Stored records:
※
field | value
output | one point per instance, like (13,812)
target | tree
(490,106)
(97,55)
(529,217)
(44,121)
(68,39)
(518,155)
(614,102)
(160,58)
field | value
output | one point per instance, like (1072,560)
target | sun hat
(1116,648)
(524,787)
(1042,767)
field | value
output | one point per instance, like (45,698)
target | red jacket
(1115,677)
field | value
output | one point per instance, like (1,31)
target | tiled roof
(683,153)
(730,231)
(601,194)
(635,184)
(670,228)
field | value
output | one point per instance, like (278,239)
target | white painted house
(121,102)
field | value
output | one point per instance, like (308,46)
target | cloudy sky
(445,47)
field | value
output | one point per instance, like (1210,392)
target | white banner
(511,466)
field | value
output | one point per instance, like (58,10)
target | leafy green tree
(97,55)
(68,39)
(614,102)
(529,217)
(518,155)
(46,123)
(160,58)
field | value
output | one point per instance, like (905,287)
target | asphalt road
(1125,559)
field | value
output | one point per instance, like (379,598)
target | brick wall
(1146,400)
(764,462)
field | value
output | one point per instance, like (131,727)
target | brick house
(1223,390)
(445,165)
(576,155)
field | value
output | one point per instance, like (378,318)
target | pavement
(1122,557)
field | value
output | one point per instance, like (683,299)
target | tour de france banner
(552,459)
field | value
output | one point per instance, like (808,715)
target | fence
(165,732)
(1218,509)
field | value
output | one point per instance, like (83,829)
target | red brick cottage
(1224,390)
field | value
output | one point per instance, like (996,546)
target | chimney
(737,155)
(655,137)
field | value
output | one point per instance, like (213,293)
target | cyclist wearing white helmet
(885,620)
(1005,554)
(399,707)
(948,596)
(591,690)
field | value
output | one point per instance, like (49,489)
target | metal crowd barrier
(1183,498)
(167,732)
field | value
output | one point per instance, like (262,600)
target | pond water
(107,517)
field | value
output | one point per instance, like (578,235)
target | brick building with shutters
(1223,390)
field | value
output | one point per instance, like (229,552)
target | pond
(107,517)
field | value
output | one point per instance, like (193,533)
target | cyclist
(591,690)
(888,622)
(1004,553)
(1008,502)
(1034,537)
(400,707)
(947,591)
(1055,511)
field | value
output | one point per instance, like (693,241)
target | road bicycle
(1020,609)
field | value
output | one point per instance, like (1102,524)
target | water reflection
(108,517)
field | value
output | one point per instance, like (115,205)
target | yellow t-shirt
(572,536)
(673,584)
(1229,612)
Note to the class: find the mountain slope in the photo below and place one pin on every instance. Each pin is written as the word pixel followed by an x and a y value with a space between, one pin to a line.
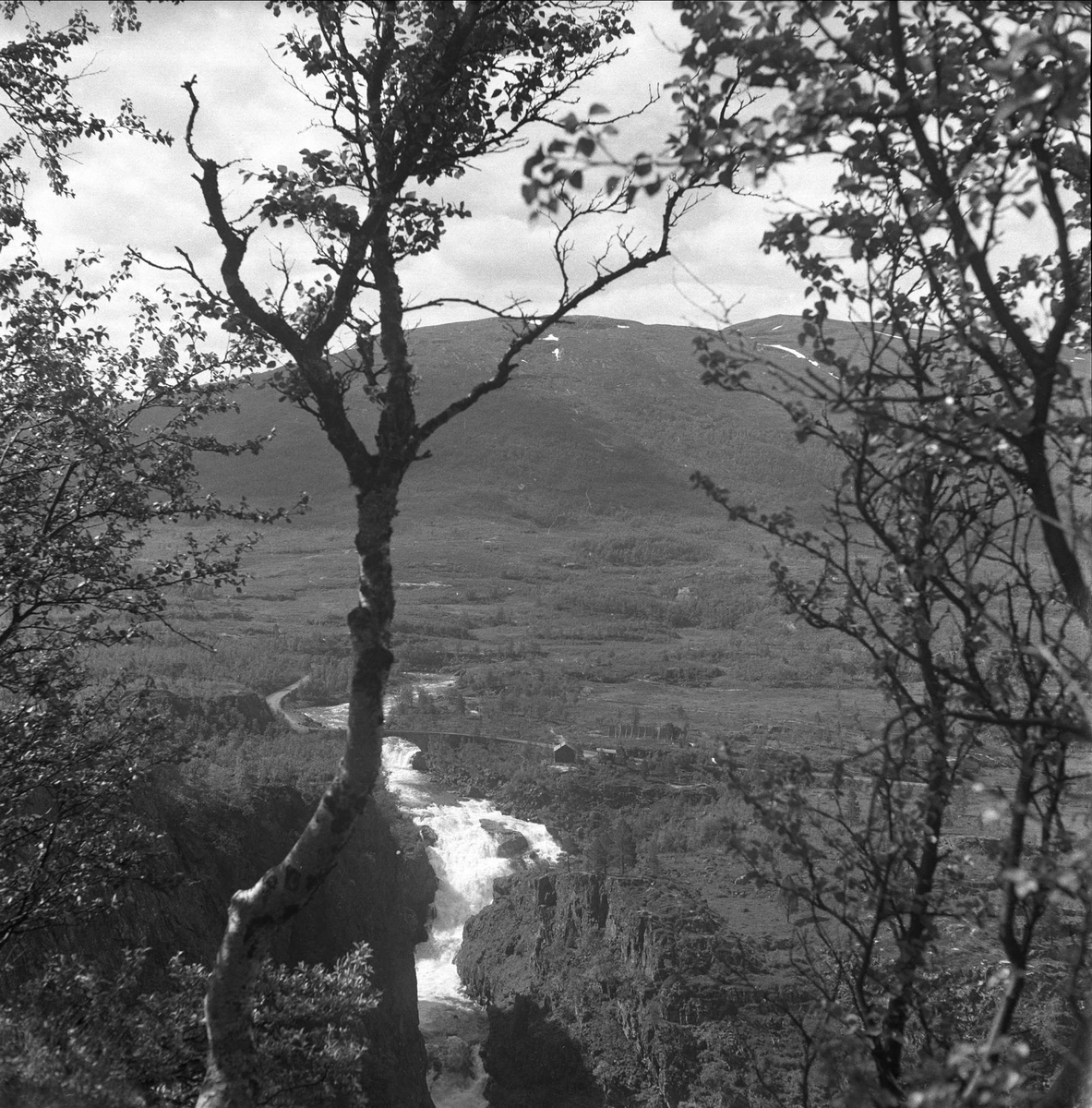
pixel 603 416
※
INSTRUCTIONS FOR THE TASK: Pictures are to be left out when the lines from the one containing "output | one point per instance, like (262,600)" through the end of the records above are repeated exactly; no other line is wanted.

YOUR SOLUTION:
output | one point per instance, like (262,600)
target | pond water
(107,517)
field | value
output | one point per instance, like (578,235)
target | brick building with shutters
(1223,390)
field | value
output | one point per instance, like (229,552)
target | pond
(107,517)
field | value
output | one point per instance, like (193,533)
target | cyclist
(591,690)
(888,622)
(1004,553)
(1008,502)
(1034,537)
(400,707)
(947,591)
(1055,511)
field | value
output | one point per instance, like (693,241)
target | road bicycle
(1020,609)
field | value
output | one point per instance, like (1102,524)
target | water reflection
(108,517)
field | value
output | one point per instance, like (115,205)
target | yellow t-shirt
(572,536)
(673,584)
(1229,612)
Note to the class: find the mountain slope in the photo below and place one pin on every instance. Each pin is written as the word pixel followed by an x and a y value with a space between, one pin to a line.
pixel 603 416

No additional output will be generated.